----- Provided data

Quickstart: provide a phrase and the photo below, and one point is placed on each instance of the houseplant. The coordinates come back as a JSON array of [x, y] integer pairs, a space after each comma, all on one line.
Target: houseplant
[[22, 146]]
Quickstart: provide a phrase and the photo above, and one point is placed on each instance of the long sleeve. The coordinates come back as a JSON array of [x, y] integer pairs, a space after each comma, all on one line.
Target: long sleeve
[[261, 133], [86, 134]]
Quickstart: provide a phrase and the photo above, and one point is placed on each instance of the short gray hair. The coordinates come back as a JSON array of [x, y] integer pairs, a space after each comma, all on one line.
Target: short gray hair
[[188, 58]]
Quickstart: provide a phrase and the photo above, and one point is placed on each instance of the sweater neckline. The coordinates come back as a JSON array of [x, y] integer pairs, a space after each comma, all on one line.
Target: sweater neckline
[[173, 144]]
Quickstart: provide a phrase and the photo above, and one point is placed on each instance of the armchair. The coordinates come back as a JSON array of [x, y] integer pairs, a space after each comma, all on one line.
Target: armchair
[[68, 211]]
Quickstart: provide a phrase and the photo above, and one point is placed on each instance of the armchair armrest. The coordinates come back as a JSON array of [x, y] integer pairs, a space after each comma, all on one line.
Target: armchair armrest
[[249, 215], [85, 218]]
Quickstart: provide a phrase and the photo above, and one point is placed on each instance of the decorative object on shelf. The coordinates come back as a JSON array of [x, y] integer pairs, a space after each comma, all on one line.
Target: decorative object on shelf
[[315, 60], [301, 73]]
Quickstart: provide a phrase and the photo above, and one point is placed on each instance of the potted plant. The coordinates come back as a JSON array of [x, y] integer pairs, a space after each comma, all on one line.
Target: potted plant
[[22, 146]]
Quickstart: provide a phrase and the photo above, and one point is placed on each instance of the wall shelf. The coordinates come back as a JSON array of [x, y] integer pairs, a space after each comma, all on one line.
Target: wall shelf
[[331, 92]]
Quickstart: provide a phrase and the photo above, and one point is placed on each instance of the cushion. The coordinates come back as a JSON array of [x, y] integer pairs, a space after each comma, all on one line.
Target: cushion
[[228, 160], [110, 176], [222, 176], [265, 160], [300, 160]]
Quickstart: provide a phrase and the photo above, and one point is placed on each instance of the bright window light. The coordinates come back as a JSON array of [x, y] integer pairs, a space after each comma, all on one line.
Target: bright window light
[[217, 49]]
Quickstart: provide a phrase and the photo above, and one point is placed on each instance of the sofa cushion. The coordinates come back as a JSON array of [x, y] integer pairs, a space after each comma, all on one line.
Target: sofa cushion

----------

* [Goal of the exercise]:
Would you please filter the lines above and copy every one that includes "sofa"?

* [Answer below]:
Quickstart: provide a phrase and the photo above, and one point is placed on each instance of the sofa cushion. The coordinates come back as a JSON array of [x, y] integer pairs, a space after each comma, all on one line.
Target: sofa cushion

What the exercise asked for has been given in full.